## Start Text shown
Appendix 1: KAOS metamodel

Each viewpoint is discussed separately and then the integrated KAOS metamodel is presented in Fig. 11. Concepts from the goal, agent, operation, object, and behaviour viewpoints will be respectively coloured in yellow, red, purple, green, and grey. Attributes between square brackets are optional attributes.

1.1 KAOS goal viewpoint

The central element of the KAOS goal viewpoint is a Goal. A Goal is a prescriptive statement of intent that the system should satisfy through the cooperation of its Agents. The formulation is declarative, unlike Operational procedures to implement it. A Goal can be of a specific type (SoftGoal or BehaviourGoal (Achieve or Maintain/Avoid)) and of a specific [Category] (functional or non-functional).

Goal Refinement is enabled by refining higher-level Goals in zero or more Refinements (OR-Ref) that group (AND-Ref) one or more lower-level Goals. An AND-Ref (OR-Ref) means that the parent Goal can be satisfied/satisficed by satisfying/satisficing all (one or more) child Goals in the Refinement. A LeafGoal is a Goal that can be under the Responsibility of exactly one Agent and is a Requirement or Expectation, depending on the type of Agent that has a Responsibility relationship with it (respectively SoftwareToBeAgent and EnvironmentAgent).

Domain properties (DomInvar) or hypotheses (DomHyp) are descriptive statements (DomDescript) holding regardless of how system Agents behave. Domain properties typically correspond to physical laws that cannot be broken.
## End Text shown
## Start Dataset entries
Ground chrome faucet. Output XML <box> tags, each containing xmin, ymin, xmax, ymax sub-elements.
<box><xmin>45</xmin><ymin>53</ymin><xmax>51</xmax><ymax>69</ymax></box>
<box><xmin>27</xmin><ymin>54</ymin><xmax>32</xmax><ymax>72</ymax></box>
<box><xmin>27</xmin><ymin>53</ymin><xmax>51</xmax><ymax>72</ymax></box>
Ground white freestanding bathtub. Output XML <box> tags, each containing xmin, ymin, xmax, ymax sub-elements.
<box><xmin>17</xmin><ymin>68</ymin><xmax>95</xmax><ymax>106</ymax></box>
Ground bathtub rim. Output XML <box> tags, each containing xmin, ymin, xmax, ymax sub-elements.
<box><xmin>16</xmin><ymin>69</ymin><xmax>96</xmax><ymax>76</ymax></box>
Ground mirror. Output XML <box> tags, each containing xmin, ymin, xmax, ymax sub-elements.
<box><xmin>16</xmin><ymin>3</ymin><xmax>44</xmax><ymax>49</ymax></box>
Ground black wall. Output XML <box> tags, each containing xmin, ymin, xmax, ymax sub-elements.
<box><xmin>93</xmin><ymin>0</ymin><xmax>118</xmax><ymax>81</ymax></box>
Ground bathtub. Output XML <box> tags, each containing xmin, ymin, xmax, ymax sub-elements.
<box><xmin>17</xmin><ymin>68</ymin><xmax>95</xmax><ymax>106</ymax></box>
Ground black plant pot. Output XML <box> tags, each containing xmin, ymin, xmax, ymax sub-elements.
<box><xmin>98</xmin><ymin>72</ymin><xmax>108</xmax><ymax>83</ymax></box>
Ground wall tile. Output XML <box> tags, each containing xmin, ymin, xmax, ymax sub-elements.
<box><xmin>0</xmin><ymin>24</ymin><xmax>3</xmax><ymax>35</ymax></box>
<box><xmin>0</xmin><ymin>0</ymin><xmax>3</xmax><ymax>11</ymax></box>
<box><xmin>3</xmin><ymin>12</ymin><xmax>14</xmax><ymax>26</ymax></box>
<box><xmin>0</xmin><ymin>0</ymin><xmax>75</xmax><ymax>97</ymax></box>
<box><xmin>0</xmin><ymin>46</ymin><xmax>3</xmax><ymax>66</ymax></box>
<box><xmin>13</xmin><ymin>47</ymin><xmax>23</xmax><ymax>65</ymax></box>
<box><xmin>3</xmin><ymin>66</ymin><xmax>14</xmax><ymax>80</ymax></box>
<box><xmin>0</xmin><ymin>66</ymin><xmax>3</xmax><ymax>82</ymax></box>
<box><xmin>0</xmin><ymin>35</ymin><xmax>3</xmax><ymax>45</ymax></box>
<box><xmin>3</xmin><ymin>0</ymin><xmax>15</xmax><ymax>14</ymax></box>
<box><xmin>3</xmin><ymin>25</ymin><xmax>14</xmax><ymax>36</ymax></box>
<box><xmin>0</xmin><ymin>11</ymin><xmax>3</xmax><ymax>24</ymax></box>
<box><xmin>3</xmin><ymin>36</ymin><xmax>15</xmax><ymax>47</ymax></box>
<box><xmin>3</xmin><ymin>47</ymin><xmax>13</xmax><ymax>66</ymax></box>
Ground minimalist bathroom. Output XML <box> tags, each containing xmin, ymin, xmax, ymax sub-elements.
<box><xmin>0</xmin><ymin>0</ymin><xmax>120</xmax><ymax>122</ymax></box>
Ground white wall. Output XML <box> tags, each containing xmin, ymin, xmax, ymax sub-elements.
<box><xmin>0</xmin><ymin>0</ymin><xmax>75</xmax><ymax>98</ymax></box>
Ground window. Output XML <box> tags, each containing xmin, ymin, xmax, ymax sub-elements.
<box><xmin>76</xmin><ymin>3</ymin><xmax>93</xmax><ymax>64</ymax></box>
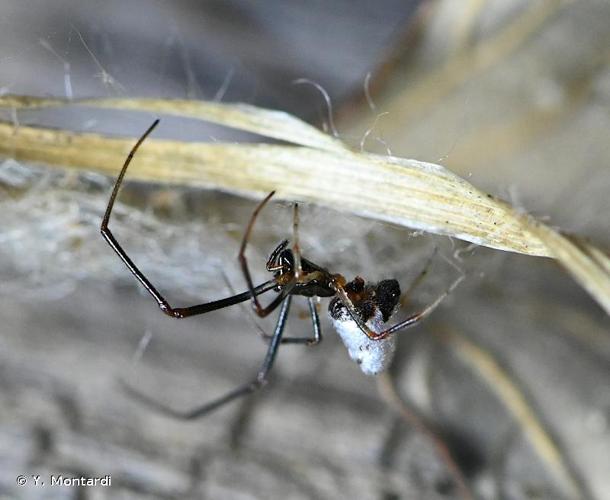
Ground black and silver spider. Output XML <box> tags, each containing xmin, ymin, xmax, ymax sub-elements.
<box><xmin>101</xmin><ymin>120</ymin><xmax>463</xmax><ymax>419</ymax></box>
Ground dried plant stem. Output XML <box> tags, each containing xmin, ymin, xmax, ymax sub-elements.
<box><xmin>438</xmin><ymin>328</ymin><xmax>591</xmax><ymax>499</ymax></box>
<box><xmin>377</xmin><ymin>372</ymin><xmax>474</xmax><ymax>500</ymax></box>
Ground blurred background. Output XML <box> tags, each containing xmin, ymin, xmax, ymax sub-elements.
<box><xmin>0</xmin><ymin>0</ymin><xmax>610</xmax><ymax>500</ymax></box>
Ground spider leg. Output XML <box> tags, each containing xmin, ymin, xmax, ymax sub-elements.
<box><xmin>119</xmin><ymin>295</ymin><xmax>292</xmax><ymax>420</ymax></box>
<box><xmin>100</xmin><ymin>120</ymin><xmax>276</xmax><ymax>318</ymax></box>
<box><xmin>238</xmin><ymin>191</ymin><xmax>295</xmax><ymax>318</ymax></box>
<box><xmin>336</xmin><ymin>274</ymin><xmax>465</xmax><ymax>340</ymax></box>
<box><xmin>276</xmin><ymin>297</ymin><xmax>322</xmax><ymax>346</ymax></box>
<box><xmin>292</xmin><ymin>203</ymin><xmax>303</xmax><ymax>281</ymax></box>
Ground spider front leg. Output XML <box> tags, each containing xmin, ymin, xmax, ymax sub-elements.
<box><xmin>100</xmin><ymin>120</ymin><xmax>276</xmax><ymax>318</ymax></box>
<box><xmin>238</xmin><ymin>191</ymin><xmax>295</xmax><ymax>318</ymax></box>
<box><xmin>119</xmin><ymin>295</ymin><xmax>292</xmax><ymax>420</ymax></box>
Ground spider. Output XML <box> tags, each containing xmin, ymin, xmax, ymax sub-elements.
<box><xmin>100</xmin><ymin>120</ymin><xmax>464</xmax><ymax>420</ymax></box>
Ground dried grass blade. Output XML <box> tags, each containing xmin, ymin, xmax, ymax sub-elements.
<box><xmin>0</xmin><ymin>95</ymin><xmax>347</xmax><ymax>151</ymax></box>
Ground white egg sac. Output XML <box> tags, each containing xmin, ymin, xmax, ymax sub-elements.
<box><xmin>331</xmin><ymin>309</ymin><xmax>396</xmax><ymax>375</ymax></box>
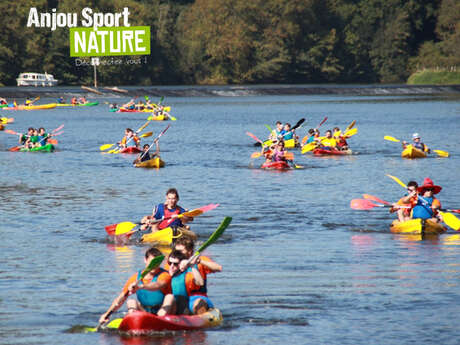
## End Dataset entries
Exercise A ->
In the KAOS metamodel text, what do domain properties typically correspond to?
Exercise B ->
From the KAOS metamodel text, copy out word for word the part that starts with "Appendix 1: KAOS" and ends with "(functional or non-functional).".

Exercise answer A ->
Physical laws that cannot be broken.

Exercise answer B ->
Appendix 1: KAOS metamodel

Each viewpoint is discussed separately and then the integrated KAOS metamodel is presented in Fig. 11. Concepts from the goal, agent, operation, object, and behaviour viewpoints will be respectively coloured in yellow, red, purple, green, and grey. Attributes between square brackets are optional attributes.

1.1 KAOS goal viewpoint

The central element of the KAOS goal viewpoint is a Goal. A Goal is a prescriptive statement of intent that the system should satisfy through the cooperation of its Agents. The formulation is declarative, unlike Operational procedures to implement it. A Goal can be of a specific type (SoftGoal or BehaviourGoal (Achieve or Maintain/Avoid)) and of a specific [Category] (functional or non-functional).